━━━━━ TEXTO APRESENTADO ━━━━━
A conhecida tensão entre o campo bolsonarista e o ministro do Supremo Tribunal Federal (STF) Alexandre de Moraes deu lugar a um clima respeitoso e descontraído durante o esperado interrogatório do ex-presidente Jair Bolsonaro (PL), réu em um processo criminal sobre uma suposta tentativa de golpe de Estado para se manter no poder.

Ouvido na terça-feira (10/06), o presidente não utilizou seu direito constitucional ao silêncio e respondeu, em tom amistoso, a todas as perguntas feitas por Moraes (relator do processo), pelo ministro Luiz Fux, pela Procuradoria-Geral da República e pelas defesas dos demais réus.

Seus advogados também fizeram perguntas, dentro da estratégia de tentar evidenciar as ações adotadas por Bolsonaro para viabilizar a transição de governo para a gestão de Luiz Inácio Lula da Silva (PT), assim como refutar acusações sobre minutas golpistas ou envolvimento nos atos de 8 de janeiro de 2023.

Juristas ouvidos pela reportagem se dividem sobre o resultado do interrogatório para Bolsonaro.

Para o criminalista Aury Lopes Júnior, professor da Pontifícia Universidade Católica do Rio Grande do Sul, o ex-presidente foi “habilidoso” nas respostas e se expressou com clareza, ao negar qualquer intensão golpista.

Já Rafael Mafei, professor de Direito da Universidade de São Paulo (USP), avalia que o tom amistoso do depoimento pode ser negativo para a imagem de Bolsonaro junto a seus apoiadores mais fiéis.

Os dois entrevistados concordam, porém, que o impacto do interrogatório no desfecho do julgamento deve ser limitado.
━━━━━ AMOSTRA DOS DADOS ━━━━━
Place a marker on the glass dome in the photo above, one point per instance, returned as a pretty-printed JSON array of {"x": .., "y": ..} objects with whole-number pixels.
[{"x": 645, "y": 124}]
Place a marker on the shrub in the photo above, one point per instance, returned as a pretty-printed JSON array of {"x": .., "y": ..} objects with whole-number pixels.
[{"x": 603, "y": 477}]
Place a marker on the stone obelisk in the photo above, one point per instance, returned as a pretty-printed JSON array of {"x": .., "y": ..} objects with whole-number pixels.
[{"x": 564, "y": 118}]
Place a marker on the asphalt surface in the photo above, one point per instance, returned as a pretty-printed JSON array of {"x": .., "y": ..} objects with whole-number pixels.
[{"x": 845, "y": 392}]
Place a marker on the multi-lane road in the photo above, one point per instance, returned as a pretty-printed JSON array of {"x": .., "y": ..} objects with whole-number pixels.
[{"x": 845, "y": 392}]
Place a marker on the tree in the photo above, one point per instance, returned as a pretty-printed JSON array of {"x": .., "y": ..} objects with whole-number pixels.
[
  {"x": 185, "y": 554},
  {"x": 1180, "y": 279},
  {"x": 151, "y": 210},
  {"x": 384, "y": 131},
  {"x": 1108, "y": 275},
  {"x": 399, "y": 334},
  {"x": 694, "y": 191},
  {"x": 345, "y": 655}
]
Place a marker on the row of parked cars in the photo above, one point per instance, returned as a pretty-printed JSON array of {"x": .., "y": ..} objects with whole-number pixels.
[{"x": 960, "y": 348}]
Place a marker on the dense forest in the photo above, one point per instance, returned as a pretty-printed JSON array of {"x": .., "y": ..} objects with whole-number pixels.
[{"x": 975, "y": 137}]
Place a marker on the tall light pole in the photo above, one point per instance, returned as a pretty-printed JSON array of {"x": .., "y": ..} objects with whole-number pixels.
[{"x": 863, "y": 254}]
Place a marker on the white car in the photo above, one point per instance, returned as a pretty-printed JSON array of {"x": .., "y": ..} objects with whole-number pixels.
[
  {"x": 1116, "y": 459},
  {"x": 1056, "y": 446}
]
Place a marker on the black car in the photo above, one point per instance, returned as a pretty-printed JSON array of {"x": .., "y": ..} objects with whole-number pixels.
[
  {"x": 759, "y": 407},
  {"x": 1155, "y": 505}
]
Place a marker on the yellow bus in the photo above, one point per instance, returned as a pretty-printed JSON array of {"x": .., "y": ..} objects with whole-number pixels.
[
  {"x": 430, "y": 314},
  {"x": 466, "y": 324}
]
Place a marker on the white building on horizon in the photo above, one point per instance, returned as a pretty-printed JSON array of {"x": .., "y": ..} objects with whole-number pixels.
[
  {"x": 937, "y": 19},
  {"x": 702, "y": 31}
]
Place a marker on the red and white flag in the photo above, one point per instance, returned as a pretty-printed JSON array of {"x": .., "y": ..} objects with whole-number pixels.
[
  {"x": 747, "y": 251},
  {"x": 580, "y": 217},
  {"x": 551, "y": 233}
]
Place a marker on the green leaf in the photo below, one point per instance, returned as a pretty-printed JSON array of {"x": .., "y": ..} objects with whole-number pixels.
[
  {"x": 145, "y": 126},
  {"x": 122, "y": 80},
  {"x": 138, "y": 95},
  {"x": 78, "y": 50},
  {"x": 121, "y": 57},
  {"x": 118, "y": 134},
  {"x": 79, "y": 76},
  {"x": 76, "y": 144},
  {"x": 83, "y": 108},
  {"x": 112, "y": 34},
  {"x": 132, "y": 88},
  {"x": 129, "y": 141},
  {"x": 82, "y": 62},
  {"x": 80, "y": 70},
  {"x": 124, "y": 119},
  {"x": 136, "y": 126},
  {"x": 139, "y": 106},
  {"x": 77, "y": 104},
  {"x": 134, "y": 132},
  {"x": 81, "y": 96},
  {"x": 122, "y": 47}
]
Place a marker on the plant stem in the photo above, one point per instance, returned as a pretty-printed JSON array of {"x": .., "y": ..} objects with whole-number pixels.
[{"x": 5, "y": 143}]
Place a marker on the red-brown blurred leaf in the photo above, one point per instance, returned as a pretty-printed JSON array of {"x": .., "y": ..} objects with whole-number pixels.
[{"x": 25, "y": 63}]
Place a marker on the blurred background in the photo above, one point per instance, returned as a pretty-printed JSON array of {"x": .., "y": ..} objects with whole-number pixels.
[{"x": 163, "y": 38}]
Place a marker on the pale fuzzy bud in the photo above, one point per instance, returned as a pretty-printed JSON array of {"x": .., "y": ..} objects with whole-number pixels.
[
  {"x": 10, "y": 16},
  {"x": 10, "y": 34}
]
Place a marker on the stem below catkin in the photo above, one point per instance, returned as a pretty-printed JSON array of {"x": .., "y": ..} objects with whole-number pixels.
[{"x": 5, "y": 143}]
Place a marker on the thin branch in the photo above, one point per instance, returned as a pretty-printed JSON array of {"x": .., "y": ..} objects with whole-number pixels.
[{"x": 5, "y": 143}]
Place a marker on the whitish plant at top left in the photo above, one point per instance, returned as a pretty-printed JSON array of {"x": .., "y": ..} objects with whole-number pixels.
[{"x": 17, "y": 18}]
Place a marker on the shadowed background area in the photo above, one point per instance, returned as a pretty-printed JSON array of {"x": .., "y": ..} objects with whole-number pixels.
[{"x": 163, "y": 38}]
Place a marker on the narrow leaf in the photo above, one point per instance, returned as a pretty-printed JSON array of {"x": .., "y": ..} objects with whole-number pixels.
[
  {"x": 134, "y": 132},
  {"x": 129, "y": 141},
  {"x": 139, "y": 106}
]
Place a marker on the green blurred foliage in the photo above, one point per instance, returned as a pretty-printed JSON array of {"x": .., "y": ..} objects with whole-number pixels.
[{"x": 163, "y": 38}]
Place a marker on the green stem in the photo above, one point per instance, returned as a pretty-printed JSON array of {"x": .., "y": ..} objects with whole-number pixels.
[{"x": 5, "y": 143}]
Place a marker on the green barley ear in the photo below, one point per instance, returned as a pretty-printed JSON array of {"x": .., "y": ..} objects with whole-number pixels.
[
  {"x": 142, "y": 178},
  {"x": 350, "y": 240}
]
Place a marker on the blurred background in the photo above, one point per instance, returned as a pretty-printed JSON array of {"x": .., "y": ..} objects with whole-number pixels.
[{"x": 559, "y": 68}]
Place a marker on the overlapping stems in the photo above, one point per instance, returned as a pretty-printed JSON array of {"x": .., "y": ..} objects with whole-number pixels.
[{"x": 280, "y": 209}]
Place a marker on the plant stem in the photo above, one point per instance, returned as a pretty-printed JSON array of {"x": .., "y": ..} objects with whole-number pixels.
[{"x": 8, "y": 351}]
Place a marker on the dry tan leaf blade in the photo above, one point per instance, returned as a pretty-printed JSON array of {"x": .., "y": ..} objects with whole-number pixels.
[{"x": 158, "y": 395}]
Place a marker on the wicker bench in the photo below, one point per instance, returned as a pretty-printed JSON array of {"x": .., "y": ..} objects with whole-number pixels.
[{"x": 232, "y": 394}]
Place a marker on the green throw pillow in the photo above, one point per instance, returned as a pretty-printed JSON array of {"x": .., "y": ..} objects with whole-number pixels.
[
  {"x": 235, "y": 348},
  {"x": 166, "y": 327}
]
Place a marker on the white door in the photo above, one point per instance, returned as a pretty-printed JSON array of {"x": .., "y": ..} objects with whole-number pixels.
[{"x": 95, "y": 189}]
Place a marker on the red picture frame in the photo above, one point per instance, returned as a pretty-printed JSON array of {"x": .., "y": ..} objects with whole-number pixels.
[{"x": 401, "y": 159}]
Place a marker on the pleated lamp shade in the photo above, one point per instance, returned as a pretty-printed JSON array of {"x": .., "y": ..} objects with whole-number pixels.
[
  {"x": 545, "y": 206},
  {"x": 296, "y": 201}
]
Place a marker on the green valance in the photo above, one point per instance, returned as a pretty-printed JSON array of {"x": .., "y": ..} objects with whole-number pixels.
━━━━━
§ **INSTRUÇÕES**
1. Cite, sem mudar uma palavra, todo o trecho do texto sobre o interrogatório de Bolsonaro que vai de "Ouvido na terça-feira" até "janeiro de 2023.".
2. Dê continuidade ao texto sobre o interrogatório de Bolsonaro a partir da última frase apresentada.
Não é preciso consultar as entradas.

§ **RESPOSTAS POR TAREFA**
1.
Ouvido na terça-feira (10/06), o presidente não utilizou seu direito constitucional ao silêncio e respondeu, em tom amistoso, a todas as perguntas feitas por Moraes (relator do processo), pelo ministro Luiz Fux, pela Procuradoria-Geral da República e pelas defesas dos demais réus.

Seus advogados também fizeram perguntas, dentro da estratégia de tentar evidenciar as ações adotadas por Bolsonaro para viabilizar a transição de governo para a gestão de Luiz Inácio Lula da Silva (PT), assim como refutar acusações sobre minutas golpistas ou envolvimento nos atos de 8 de janeiro de 2023.

2.
Lopes Júnior ressalta que o réu negar um crime não é suficiente para enfraquecer acusações, e que os ministros do STF analisarão a versão de Bolsonaro à luz de outras provas do processo.

“Bolsonaro, sabidamente, tem uma imensa dificuldade de expressão, de manifestação verbal. Ele surpreendeu pela comunicação de boa qualidade que teve hoje. Conseguiu concatenar as suas ideias e linkar os parágrafos para fazer respostas completas”, analisou.

“Ele buscou afastamento total de qualquer imagem de golpe, e isso ficou muito claro. Foi muito corajoso ao se dispor a responder às perguntas do relator”, disse ainda.

O criminalista destaca também a postura do presidente de pedir desculpas a Moraes por “arroubos” passados.

“Ele foi habilidoso também em atribuir aquilo que não tinha resposta a rompantes da sua personalidade verbalmente agressiva e, quando não tinha solução, assumiu que foi um excesso e até pediu desculpas.”

“Então, nesse ponto, ele foi bastante habilidoso em termos de política, de contornar uma situação que não tinha muita solução.”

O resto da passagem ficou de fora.